• TEXTE DE RÉFÉRENCE:
###
CONTRIBUTION
La communauté sèrère face à la Commission nationale chargée de la rédaction de l’histoire du Sénégal
Par Mahawa Sémou Diouf membre du Comité des Sages du Sine (à Mbour)
Le Quotidien 18 septembre 2019 https://lequotidien.sn/la-communaute-serere-face-a-la-commission-nationale-chargee-de-la-redaction-de-lhistoire-du-senegal/
Extraits résumés et annotés par biblioserere.com (passages en italiques) et illustration des commentaires.
Véritable coup de massue sur la communauté sérère ! Simplement trois pages (627-640 et 641 du volume 1/A du tome 3) pour enterrer à jamais un vaillant peuple, fondement, pilier, et socle de la Nation sénégalaise.
……………………………………………………………………………………................................
Quel mépris affiché pour la communauté sérère, dont les fils ont balisé la voie du Sénégal vers l’indépendance : Léopold Sédar Senghor, le lion de Joal, et Valdiodio Ndiaye, preux Guelewar sans peur[1].
Maitre Valdiodio Ndiaye
l’Homme de la Place Protet, face au Général De Gaulle
Disons-le tout haut. De Fandène à Joal-Fadiouth, de Diamniado à Diakhao, Kahone, Paoscoto, Paos-Ndimb (dans le Saloum) … nous sommes déçus et ulcérés. Quelles belles pages d’histoire des républiques sérères[2], des lamanes et des guelewars du Sine et du Saloum, enterrées[3] !
###
• CONSIGNES DE L'EXERCICE:
a – Répondez aux questions suivantes à partir du texte de référence.
(i) De quel comité l'auteur de la contribution est-il membre ?
(ii) Dans quel journal et à quelle date la contribution a-t-elle paru ?
(iii) Quel surnom le texte donne-t-il à Léopold Sédar Senghor ?
b – Prolongez le texte de référence sur la communauté sérère et la Commission nationale, en reprenant après sa dernière phrase.
Les enregistrements n'interviennent nullement dans ce travail.
###
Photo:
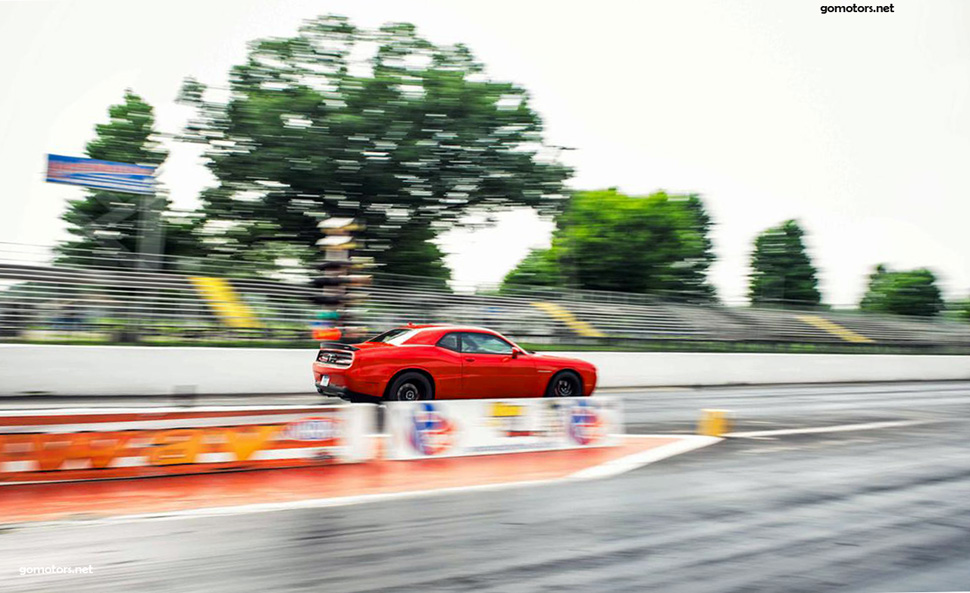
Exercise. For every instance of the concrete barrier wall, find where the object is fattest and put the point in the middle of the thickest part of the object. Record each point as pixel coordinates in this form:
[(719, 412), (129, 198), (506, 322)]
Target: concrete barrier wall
[(135, 370)]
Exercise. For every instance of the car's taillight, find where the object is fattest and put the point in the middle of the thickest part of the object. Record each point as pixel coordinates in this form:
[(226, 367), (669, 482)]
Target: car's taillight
[(335, 357)]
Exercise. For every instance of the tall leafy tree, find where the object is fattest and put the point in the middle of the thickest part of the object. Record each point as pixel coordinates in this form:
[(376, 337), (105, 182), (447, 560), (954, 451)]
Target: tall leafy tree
[(381, 125), (540, 267), (606, 240), (904, 292), (781, 270), (106, 225)]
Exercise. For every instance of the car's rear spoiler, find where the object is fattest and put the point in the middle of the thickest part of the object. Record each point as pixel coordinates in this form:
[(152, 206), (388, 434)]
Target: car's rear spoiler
[(338, 346)]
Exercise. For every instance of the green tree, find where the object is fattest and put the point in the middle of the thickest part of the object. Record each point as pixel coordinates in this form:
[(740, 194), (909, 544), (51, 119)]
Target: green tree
[(539, 268), (781, 270), (105, 225), (908, 292), (606, 240), (407, 140)]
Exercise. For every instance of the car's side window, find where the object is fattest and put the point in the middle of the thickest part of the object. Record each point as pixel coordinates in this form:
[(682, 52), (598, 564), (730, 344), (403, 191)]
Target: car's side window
[(450, 342), (484, 344)]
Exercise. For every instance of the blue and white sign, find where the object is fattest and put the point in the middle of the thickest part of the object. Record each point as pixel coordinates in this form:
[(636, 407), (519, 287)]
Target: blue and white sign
[(122, 177)]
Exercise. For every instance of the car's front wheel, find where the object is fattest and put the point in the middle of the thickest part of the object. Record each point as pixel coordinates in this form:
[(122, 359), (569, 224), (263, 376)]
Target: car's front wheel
[(565, 384), (410, 387)]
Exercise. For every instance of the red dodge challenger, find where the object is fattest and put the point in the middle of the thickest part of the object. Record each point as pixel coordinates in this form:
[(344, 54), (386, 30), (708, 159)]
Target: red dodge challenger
[(445, 362)]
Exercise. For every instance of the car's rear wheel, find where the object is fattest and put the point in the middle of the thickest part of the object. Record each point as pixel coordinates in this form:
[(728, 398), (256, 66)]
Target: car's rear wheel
[(565, 384), (410, 387)]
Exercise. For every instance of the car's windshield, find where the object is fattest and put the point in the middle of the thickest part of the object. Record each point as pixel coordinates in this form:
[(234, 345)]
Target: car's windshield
[(395, 336)]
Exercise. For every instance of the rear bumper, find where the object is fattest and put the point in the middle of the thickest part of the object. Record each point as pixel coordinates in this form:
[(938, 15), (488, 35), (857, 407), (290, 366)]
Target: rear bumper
[(339, 385)]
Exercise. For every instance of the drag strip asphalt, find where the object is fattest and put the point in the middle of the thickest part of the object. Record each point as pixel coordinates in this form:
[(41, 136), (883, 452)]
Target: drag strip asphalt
[(880, 509)]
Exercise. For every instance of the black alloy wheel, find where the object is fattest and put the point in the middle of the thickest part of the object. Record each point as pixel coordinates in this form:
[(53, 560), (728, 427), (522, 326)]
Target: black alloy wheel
[(565, 384), (410, 387)]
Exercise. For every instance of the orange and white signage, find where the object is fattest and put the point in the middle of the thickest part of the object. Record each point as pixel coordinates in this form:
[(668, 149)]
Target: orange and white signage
[(453, 428), (44, 446)]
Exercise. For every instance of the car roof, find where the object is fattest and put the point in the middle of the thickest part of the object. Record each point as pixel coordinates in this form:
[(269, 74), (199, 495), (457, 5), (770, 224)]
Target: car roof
[(448, 327)]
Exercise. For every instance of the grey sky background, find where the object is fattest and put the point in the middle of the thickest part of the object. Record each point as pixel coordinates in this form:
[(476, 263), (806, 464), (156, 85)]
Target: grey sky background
[(857, 125)]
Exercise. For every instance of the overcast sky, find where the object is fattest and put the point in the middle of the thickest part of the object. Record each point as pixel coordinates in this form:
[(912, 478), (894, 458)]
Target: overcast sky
[(858, 125)]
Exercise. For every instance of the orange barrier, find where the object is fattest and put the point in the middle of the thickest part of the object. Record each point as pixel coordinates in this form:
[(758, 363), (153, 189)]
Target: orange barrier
[(44, 446)]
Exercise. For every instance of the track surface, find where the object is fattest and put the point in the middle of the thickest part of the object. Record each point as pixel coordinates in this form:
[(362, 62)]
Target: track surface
[(868, 511)]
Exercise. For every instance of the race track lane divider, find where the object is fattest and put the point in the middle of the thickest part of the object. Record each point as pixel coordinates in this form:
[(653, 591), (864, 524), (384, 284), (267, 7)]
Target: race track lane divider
[(225, 302), (834, 328), (561, 314)]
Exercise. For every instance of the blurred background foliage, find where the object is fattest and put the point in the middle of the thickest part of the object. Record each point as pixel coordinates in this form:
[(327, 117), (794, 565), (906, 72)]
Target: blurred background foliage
[(381, 125), (605, 240), (782, 273), (106, 224), (910, 292), (411, 139)]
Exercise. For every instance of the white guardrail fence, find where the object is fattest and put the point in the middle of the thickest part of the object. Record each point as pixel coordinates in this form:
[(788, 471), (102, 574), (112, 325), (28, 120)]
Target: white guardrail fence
[(165, 371)]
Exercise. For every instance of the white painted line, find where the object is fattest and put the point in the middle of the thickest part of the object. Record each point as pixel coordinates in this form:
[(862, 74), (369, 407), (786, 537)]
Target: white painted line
[(615, 467), (822, 429), (631, 462)]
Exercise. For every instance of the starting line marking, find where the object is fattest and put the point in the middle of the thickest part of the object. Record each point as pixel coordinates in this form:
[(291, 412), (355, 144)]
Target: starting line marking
[(758, 434), (607, 469)]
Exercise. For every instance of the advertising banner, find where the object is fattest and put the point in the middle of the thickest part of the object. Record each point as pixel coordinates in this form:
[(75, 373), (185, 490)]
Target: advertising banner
[(58, 445), (453, 428), (109, 175)]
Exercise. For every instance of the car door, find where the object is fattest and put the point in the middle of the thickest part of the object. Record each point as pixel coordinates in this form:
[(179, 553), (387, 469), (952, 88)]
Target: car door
[(446, 367), (489, 369)]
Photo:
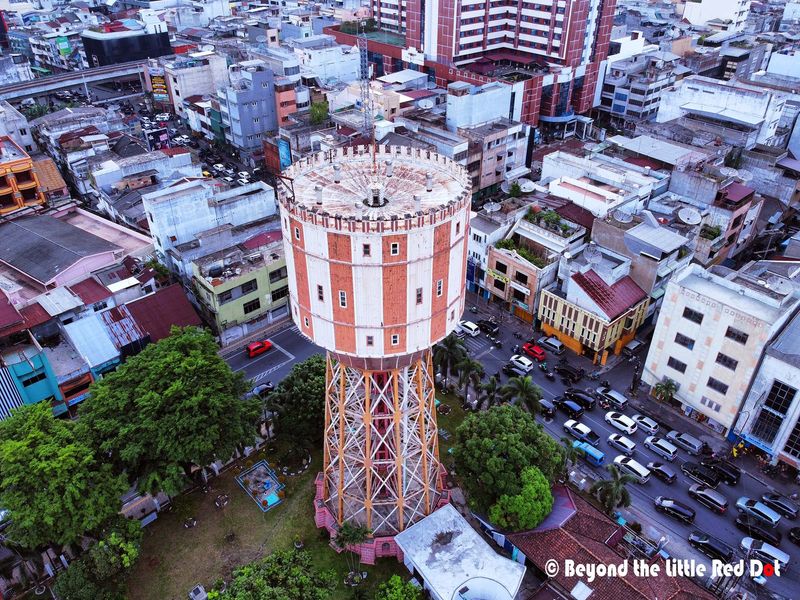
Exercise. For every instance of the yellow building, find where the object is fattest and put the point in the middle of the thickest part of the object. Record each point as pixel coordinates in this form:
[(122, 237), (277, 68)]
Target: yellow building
[(19, 186), (593, 316)]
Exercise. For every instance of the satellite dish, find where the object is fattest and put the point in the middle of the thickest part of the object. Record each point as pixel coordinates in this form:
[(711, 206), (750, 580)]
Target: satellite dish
[(620, 216), (690, 216)]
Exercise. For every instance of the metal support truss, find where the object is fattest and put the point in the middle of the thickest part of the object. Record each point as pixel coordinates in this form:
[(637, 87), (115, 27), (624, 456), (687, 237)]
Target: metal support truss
[(382, 465)]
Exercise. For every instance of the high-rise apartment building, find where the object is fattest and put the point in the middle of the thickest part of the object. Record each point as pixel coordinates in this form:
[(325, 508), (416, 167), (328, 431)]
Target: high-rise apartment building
[(549, 51)]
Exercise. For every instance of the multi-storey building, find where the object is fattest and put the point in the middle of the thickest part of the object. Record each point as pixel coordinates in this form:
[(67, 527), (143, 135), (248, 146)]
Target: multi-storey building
[(712, 330), (19, 185), (550, 50)]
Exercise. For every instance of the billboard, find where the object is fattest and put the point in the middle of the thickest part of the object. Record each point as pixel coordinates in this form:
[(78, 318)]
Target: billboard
[(158, 84)]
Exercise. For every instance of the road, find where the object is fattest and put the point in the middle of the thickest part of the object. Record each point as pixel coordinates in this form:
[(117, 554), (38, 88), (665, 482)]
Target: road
[(292, 347)]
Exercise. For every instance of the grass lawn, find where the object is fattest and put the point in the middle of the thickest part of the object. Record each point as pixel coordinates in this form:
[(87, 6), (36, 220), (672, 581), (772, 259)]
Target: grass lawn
[(174, 558)]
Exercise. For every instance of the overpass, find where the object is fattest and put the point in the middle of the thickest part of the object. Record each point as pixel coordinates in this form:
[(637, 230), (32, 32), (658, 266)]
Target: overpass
[(62, 81)]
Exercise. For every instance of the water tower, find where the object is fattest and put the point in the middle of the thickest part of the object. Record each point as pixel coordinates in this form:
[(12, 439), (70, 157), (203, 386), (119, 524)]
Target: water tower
[(376, 249)]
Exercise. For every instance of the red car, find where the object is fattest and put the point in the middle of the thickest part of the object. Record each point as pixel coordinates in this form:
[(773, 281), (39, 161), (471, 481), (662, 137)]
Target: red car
[(256, 348), (533, 351)]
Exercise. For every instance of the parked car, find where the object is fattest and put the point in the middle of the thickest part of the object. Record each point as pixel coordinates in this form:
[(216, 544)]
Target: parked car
[(782, 504), (523, 363), (765, 552), (646, 424), (621, 443), (662, 472), (728, 472), (675, 509), (488, 327), (711, 546), (581, 432), (756, 528), (256, 348), (568, 406), (619, 421), (759, 510), (585, 399), (700, 474), (534, 351), (688, 442), (613, 397), (708, 497)]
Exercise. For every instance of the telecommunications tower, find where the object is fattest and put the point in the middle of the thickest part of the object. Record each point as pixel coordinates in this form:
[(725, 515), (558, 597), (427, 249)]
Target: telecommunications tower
[(376, 249)]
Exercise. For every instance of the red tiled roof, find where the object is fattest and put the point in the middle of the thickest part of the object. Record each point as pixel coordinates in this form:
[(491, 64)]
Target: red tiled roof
[(588, 537), (157, 312), (612, 299), (262, 239), (90, 291)]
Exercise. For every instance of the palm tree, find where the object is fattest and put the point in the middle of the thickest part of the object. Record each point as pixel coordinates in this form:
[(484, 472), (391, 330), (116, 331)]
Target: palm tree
###
• CORRIGÉ DES EXERCICES:
a –
(i) Le Comité des Sages du Sine.
(ii) Dans Le Quotidien, le 18 septembre 2019.
(iii) Le lion de Joal.

b –
Deux faits d’arme parmi d’autres rien que pour le Sine :
Le 13 mai 1859 à Djilasse (près de Joal) vit la victoire éclatante de l’armée du Sine sur la colonne française. D’après une tradition orale, les Sèrères auraient fait circoncire les prisonniers français (Babacar Sedikh Diouf). Ce détail ne figure évidemment pas dans les documents de la Colonie. Mais ce qui rend plausible l’information, c’est que l’armée sèrère était commandée par le futur roi Sann’Mone Faye, un souverain bien connu pour ses méthodes provocatrices. Devenu roi (1871 1878), il aurait coupé les oreilles d’autres hommes blancs, avant de les chasser hors du pays.
Suite à la double humiliation de Djilasse - défaite (et circoncision ?) le ministre français de la Marine donne des instructions fermes pour un règlement sans délai de l’épineuse question du Sine. Le 17 mai 1859, les deux armées sont de nouveau face à face à la bataille de Fatick, précisément à Logandème. Pour une première, Faidherbe est présent sur un champ de bataille. Pour une première également, un canon est tiré à partir du bateau « Le Podor » sur la rive du Sine (ANS-G10 pièce 180-1859). Certes le canon eut le dessus sur ce qu’un historien appelle « la bravoure un peu folle » des thiédos et des guelwars[4]. Mais Faidherbe ne put s’empêcher de reconnaitre devant Pinet Laprade : « Ces gens-là, on les tue, mais on ne les déshonore pas»[5]. Propos repris par Léopold Sédar Senghor dans un de ses poèmes, avant d’en faire la devise de l’Armée nationale[6].
…………………………………………………………………………………….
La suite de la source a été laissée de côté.